Era bello vivere in stazione
Sta giungendo quasi alla fine
l’appassionante viaggio attraverso le strade ferrate abbandonate e
vecchie stazioni cadute in disuso per incuria, a volte, per precisa
scelta politica nella stragrande maggioranza dei casi. Voci dalla
Pedemontana Friulana.
pubblicato il 23 agosto 2015 su "La Città Futura" settimanale on line
Il sindaco di Vito
d’Asio ci raggiunge per colazione e, prima di raccontarci qualcosa, ci
consegna un cd con alcune fotografie storiche. Il suo è un piccolo
comune di 800 abitanti, composto di 5 frazioni ma con una superficie di
ben 53 kmq. Si lamenta dei numerosi tagli imposti agli enti locali come
quelli alla sanità e ai trasporti. “Ci sono bimbi che devono fare 20 km
per andare a scuola o pensionati che ne fanno 15 per ritirare la
pensione”. Poi cominciamo a parlare della ferrovia. “Fu il conte Ceconi,
partito da qui analfabeta all’età di 18 anni e tornato ricco
impresario, distintosi in diverse costruzioni ferroviarie, a far in modo
che il tracciato della Pedemontana passasse proprio per questi
territori”. La linea non attraversa il territorio comunale ma la fermata
nella zona di Flagogna porta il doppio nome di Forgaria-Bagni Anduins,
quest’ultima frazione di Vito d’Asio e luogo termale conosciuto fin dal
XV secolo. Dai primi del ‘900, realizzato un vero e proprio stabilimento
balneare, un gran numero di persone raggiungeva la zona proprio in
treno: era un lungo torpedone di turisti verso queste fonti solforose
per le cure termali. “Bisogna prevedere lo sviluppo delle aree
ferroviarie come le ex stazioni, ragionare su questo insieme a tutti i
paesi attraversati; ad esempio, si potrebbero creare dei punti di
accoglienza o tanto altro. Credo che vada investito molto sul trasporto
delle merci anche se la volontà delle FS va in senso inverso e le strade
sono piene di TIR. Non possiamo puntare solo sul turismo e diventa
quindi fondamentale garantire collegamenti tra la ferrovia ed i centri
abitati proprio per permettere ed incentivare l’uso del treno”. Si
ragiona che oltre i costi economici ci sono pure quelli sociali e,
quando si parla di sanità o trasporti, i primi diventano secondari
rispetto agli altri. “Era evidente che la linea fosse già depressa ed in
sofferenza prima della frana che ne ha sancito la sospensione ma, come i
treni circolavano vuoti, così oggi lo sono le corriere,
fondamentalmente perché gli orari sono sbagliati”. Un ricordo del
passato ci riporta a quando gli uomini che emigravano alla ricerca di un
lavoro venivano accompagnati dalle mogli alla stazione mentre queste
facevano la maglia o, ancora, quando qualcuno prima di espatriare si
fermava a pregare vicino al ponte sull’Arzino.

···

Continua il brano sulla ferrovia Pedemontana Friulana, riprendendo subito dopo la sua ultima frase.

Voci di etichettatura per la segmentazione
···

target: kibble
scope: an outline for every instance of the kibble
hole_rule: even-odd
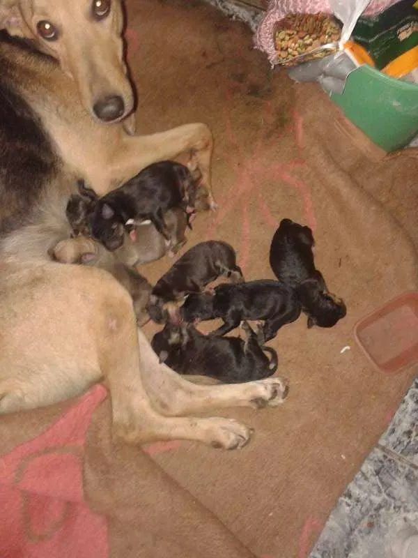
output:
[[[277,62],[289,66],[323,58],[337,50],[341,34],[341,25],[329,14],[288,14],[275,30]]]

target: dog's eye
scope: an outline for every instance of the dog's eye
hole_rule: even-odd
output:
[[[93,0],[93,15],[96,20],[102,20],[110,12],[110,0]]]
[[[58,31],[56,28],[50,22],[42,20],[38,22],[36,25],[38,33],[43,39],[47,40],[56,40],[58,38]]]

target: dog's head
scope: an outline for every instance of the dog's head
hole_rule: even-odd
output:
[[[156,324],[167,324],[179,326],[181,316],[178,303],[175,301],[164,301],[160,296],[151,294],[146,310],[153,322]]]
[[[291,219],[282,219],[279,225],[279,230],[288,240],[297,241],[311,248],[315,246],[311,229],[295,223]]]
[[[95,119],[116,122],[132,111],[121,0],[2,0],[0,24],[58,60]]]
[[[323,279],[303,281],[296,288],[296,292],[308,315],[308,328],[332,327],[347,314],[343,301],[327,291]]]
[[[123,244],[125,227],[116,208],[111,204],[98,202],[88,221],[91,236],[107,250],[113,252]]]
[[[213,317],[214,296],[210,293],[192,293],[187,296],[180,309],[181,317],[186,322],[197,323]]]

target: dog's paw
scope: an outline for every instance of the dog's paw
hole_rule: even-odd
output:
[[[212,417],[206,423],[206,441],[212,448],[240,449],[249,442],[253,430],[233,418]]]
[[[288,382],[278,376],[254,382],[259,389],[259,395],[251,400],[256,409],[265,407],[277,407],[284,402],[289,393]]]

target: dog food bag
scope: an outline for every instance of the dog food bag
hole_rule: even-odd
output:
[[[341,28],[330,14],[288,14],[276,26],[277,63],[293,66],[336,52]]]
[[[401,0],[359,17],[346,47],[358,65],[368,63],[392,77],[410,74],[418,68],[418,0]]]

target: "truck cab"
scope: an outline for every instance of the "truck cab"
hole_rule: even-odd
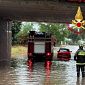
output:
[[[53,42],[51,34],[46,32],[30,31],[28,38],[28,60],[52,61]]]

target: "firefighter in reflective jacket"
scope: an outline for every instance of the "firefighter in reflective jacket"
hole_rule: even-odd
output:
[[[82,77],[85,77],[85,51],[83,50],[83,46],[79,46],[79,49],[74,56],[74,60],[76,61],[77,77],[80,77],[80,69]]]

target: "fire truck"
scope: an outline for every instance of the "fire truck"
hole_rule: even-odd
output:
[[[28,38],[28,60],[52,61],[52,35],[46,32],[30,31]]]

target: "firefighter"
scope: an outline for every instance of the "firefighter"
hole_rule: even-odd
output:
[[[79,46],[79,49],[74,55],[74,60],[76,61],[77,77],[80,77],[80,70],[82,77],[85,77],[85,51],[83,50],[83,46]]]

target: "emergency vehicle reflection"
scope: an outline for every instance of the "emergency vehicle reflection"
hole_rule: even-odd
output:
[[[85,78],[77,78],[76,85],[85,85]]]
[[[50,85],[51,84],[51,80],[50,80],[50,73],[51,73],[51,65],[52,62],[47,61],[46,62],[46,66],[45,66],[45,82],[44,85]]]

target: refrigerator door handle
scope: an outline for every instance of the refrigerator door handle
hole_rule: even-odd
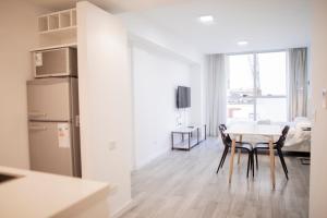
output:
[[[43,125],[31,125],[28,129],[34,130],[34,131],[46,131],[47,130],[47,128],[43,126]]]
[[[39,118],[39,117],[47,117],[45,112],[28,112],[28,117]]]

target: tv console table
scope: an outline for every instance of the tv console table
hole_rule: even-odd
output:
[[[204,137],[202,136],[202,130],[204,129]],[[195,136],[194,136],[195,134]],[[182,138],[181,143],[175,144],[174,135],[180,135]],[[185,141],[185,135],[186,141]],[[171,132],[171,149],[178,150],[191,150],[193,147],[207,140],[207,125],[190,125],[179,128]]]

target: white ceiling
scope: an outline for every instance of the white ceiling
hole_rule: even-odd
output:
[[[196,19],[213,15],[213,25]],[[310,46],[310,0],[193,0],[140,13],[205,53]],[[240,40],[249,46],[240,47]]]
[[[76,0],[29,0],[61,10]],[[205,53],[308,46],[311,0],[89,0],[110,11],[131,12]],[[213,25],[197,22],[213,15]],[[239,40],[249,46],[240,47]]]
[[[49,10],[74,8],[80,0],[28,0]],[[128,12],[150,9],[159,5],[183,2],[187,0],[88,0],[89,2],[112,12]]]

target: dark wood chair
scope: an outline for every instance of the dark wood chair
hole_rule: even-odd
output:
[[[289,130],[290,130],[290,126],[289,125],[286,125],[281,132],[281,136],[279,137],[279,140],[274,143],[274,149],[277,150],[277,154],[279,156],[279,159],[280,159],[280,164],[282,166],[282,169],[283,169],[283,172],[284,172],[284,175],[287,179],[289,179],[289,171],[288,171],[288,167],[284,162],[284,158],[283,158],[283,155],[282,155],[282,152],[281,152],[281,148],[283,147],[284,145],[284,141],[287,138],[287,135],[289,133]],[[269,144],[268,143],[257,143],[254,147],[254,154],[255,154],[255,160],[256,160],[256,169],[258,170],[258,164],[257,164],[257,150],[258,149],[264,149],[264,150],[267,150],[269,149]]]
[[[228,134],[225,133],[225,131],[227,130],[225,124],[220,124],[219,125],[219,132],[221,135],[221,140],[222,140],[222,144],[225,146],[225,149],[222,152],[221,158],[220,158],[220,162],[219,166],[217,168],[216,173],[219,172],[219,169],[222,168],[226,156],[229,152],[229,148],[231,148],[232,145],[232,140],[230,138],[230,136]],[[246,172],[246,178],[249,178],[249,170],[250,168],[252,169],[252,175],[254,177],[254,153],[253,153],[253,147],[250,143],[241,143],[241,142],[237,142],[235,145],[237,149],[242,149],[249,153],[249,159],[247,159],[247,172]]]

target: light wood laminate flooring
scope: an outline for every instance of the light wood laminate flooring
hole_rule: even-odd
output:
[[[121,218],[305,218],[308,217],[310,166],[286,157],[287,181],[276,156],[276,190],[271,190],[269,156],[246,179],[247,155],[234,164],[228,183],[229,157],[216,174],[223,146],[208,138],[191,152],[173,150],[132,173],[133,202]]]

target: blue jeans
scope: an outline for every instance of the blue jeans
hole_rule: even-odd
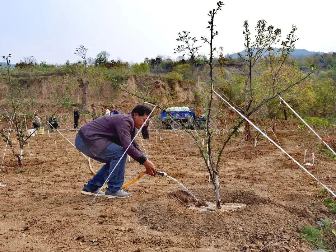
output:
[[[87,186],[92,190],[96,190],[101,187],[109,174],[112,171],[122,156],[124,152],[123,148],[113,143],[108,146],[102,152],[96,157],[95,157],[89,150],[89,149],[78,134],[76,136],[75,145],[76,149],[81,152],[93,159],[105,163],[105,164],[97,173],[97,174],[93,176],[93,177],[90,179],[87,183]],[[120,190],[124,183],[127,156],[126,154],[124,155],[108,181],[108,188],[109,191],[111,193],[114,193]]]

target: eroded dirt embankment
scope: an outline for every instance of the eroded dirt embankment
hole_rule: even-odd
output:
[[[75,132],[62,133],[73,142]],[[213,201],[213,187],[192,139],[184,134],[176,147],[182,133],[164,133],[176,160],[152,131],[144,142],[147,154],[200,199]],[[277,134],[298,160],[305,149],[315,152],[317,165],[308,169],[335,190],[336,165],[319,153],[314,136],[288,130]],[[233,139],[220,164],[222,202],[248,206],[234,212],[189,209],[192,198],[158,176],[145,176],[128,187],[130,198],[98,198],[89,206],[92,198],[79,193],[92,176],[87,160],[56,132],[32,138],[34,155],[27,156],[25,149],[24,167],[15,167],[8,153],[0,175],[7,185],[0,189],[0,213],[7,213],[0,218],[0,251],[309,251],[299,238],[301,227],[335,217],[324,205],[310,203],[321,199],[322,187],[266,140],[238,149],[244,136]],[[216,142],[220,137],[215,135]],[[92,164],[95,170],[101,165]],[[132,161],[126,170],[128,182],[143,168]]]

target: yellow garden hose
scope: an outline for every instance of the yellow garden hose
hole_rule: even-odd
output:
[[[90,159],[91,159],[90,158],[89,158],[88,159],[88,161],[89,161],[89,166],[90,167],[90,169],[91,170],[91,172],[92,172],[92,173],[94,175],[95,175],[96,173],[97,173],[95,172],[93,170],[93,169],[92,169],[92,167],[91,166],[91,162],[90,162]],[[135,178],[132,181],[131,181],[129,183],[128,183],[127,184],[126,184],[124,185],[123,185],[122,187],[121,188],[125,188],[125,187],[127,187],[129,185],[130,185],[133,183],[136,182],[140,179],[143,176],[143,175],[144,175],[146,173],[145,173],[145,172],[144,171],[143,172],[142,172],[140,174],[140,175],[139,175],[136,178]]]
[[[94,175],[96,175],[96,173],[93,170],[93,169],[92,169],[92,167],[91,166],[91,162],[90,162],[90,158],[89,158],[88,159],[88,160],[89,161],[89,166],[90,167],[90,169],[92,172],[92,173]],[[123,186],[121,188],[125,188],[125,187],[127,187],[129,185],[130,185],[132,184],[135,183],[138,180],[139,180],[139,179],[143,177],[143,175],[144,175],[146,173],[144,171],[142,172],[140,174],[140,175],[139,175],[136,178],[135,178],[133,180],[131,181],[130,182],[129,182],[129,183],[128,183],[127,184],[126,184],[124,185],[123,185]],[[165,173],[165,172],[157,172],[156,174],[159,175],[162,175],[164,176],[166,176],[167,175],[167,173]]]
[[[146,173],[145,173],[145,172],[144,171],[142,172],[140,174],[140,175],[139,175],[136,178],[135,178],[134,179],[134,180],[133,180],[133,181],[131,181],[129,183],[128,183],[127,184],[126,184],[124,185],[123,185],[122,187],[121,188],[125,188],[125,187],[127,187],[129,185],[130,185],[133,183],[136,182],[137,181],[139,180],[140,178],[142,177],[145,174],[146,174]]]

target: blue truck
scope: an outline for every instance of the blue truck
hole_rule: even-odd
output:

···

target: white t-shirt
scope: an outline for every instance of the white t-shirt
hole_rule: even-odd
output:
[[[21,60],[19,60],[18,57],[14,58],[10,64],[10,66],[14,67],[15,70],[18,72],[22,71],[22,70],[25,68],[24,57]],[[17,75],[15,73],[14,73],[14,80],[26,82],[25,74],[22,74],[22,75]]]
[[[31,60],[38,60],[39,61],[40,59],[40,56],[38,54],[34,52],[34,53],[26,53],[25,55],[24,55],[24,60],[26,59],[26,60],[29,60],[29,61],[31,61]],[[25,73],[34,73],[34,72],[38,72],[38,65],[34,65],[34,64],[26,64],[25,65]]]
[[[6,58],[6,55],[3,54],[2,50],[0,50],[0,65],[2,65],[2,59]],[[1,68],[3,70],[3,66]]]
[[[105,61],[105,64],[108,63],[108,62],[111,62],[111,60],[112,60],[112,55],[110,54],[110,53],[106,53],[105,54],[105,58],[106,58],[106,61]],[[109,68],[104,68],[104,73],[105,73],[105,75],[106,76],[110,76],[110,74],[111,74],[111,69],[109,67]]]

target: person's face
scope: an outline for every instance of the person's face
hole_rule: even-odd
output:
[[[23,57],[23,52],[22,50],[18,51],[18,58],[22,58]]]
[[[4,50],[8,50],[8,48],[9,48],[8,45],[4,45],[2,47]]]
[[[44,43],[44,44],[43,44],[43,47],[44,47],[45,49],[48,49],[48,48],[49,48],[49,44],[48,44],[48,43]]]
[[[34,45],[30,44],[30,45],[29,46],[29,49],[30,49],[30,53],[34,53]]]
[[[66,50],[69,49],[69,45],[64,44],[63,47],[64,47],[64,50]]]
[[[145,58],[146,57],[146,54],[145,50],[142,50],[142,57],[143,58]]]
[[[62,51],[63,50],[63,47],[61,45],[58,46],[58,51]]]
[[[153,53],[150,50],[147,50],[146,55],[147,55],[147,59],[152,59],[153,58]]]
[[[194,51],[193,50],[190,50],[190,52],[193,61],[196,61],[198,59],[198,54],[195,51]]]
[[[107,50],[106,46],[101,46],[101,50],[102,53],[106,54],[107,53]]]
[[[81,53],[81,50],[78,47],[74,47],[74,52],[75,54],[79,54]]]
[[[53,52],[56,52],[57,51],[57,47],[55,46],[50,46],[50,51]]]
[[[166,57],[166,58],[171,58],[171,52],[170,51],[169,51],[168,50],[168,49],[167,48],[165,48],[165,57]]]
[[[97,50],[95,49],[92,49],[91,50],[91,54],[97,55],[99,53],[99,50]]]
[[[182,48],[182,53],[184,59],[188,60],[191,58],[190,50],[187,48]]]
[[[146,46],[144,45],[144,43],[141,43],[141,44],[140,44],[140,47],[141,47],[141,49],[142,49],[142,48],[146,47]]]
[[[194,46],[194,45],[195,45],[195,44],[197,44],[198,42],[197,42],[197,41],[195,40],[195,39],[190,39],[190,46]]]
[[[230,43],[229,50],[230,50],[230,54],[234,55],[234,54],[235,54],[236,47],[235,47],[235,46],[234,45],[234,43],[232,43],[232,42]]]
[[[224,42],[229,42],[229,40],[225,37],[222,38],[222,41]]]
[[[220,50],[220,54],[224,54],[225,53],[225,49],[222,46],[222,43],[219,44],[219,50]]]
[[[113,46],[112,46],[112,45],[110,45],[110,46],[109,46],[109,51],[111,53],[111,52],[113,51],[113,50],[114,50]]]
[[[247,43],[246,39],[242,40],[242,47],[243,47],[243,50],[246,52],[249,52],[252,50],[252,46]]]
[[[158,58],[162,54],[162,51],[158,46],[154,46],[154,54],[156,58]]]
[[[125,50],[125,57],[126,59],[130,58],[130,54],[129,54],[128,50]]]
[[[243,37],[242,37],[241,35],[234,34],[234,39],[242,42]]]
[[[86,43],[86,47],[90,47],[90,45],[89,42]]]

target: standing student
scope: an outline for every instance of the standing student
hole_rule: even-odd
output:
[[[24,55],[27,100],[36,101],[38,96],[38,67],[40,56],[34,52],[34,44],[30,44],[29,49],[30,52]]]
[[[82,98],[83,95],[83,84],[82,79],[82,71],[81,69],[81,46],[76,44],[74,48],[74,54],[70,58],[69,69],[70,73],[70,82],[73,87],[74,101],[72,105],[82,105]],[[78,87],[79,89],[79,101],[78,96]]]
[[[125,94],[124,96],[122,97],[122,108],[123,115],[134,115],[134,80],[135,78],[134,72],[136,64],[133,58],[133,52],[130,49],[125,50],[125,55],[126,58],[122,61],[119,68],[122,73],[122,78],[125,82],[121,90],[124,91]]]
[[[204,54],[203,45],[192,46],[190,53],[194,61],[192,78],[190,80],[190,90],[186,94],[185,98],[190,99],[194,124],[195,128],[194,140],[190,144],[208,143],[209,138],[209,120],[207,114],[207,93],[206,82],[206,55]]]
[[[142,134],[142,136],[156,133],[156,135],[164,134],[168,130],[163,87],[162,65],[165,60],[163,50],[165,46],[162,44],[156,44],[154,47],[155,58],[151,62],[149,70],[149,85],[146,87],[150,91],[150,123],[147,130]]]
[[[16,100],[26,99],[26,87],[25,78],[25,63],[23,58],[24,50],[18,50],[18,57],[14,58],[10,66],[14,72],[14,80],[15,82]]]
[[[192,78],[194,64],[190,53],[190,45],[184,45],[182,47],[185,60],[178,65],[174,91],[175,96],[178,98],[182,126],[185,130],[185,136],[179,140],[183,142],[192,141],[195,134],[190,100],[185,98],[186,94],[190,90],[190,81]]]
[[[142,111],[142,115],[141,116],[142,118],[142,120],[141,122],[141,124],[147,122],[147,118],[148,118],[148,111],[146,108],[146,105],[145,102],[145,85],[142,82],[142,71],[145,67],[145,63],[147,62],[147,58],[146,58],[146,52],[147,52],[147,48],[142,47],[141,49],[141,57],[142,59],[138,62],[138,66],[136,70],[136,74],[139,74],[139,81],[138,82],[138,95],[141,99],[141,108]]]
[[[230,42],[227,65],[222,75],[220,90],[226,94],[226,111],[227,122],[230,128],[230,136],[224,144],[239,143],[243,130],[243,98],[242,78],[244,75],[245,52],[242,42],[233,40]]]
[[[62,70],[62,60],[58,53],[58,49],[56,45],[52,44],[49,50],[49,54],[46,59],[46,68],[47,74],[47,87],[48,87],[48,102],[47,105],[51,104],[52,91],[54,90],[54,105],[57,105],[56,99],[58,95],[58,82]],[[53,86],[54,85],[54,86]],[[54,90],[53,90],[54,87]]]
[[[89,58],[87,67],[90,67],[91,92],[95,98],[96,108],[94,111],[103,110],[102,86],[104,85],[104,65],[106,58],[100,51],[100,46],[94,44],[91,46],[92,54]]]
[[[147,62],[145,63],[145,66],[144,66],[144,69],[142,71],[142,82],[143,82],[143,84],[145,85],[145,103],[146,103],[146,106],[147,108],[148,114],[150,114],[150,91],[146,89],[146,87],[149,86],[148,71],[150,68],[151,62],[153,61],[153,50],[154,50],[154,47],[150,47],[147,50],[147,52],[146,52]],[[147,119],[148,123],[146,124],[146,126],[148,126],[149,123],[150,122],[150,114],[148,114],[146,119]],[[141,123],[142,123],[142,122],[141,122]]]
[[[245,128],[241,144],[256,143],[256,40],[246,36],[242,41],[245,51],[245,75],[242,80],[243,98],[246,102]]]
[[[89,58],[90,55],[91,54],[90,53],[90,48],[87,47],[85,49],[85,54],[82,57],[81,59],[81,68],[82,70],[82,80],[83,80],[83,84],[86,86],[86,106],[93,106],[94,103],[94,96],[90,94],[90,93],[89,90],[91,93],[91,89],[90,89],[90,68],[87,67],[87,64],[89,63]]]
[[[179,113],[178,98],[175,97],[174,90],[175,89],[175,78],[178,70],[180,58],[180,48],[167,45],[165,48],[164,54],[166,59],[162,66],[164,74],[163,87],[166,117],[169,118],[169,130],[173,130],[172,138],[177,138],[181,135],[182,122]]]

···

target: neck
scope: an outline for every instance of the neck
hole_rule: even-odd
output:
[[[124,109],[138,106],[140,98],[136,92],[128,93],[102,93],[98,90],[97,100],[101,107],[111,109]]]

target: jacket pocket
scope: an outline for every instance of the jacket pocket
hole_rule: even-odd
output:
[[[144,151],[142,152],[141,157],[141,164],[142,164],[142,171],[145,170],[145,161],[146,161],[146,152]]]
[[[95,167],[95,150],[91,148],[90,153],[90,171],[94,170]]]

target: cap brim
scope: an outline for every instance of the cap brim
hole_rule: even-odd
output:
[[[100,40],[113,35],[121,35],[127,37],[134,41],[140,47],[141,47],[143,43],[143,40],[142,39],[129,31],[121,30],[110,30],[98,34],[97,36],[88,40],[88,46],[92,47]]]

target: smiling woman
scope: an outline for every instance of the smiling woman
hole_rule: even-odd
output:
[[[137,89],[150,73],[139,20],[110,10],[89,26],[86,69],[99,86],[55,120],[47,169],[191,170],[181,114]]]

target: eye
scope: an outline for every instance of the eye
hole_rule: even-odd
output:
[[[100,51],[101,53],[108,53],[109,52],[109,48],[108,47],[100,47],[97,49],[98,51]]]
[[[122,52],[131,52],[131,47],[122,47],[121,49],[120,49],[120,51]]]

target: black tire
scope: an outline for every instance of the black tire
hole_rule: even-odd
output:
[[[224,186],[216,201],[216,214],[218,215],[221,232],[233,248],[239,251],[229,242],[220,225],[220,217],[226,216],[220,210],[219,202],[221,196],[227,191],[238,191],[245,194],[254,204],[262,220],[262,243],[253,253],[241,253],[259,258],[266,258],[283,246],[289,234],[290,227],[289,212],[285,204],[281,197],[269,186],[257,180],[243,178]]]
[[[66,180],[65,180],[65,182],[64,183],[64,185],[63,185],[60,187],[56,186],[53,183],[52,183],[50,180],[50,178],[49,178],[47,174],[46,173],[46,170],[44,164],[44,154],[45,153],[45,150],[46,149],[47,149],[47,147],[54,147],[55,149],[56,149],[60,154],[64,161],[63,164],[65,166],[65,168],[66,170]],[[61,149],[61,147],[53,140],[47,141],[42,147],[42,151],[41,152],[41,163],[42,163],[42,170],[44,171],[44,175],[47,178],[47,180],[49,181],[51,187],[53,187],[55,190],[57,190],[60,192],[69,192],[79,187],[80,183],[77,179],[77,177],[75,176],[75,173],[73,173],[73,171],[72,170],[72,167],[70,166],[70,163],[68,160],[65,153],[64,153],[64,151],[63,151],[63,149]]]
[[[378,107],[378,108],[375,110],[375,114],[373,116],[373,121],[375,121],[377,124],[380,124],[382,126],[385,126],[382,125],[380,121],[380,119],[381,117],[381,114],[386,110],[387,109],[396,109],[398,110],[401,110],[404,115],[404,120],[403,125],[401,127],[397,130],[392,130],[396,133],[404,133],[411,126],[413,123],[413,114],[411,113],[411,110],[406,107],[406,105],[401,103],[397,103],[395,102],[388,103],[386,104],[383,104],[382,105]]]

···

- Risposta all'esercizio:
Ringraziamo e
salutiamo il sindaco che ci presenta Francesco, figlio dell’ultimo
capostazione di Forgaria-Bagni Anduins. Il fabbricato, composto
dall’ufficio movimento e biglietteria, sala d’attesa e due appartamenti
in cui vivevano 10 persone, venne seriamente danneggiato dal terremoto
del ’76 ed abbattuto subito dopo. Vi erano due binari più un tronchino
per i materiali, 14 corse al giorno più i merci e molte tradotte
militari almeno fino alla fine degli anni ’50, essendoci nella valle
diverse caserme. “Mio padre si doveva occupare anche di fare i biglietti
e questa era l’unica abilitata alla vendita di quelli internazionali,
perché da qui partivano migliaia di persone alla ricerca di un futuro
migliore”. Una terra di emigranti, aspetto da non trascurare pensando
all’attualità, e proprio per permetterne il ritorno a casa spesso
venivano fatte delle corse supplementari. Si divertiva da bambino ad
aiutare il papà, chiudendo ed aprendo i segnali, o facendo piccola
manutenzione come oliare ed ingrassare gli ingranaggi. “Era bello vivere
in stazione. Mi ricordo da bambino di un militare di Porto Torres, tale
Pistidda Antonio”- un brivido di emozione lo attraversa - “eravamo
diventati amici, non lo scorderò mai. Questi militari spesso ci
regalavano caramelle e cioccolata e io facevo i salti dalla gioia; poi
ci mostravano le armi che per noi bimbi erano qualcosa di
meravigliosamente affascinante, sai tutti da piccoli abbiamo giocato a
fare la guerra”. E’ scettico sul fatto che la linea possa tornare a
vivere anche se gli piacerebbe molto; purtroppo oggi tutti usano
l’automobile. Torniamo ai ricordi personali: “Essendoci molti emigranti
anche la posta arrivava via treno e l’addetto allo smistamento aveva uno
specifico triciclo con un cassone per consegnarla. Così io usavo quel
triciclo per portare i bagagli di chi ritornava da fuori e loro in
cambio mi facevano dei regalini”. Francesco è visibilmente commosso,
siamo contenti di averlo conosciuto e prima di abbandonarci ci racconta
ancora un paio di aneddoti, quello che questa ferrovia ha rappresentato
per tanti uomini e donne che come lui l’hanno vissuta intensamente. “I
miei nonni vivevano a Maiano ed io ci andavo spesso in bicicletta lungo
lo stradello che costeggia i binari”; e poi, ancora: “Ai tempi della
scuola ho studiato a Gemona ed ovviamente la raggiungevo, insieme a
tantissimi altri ragazzi, in treno, capitava alcune volte che non
riuscivo a prenderlo e così ci voleva molto più tempo perché dovevo
usare la corriera”.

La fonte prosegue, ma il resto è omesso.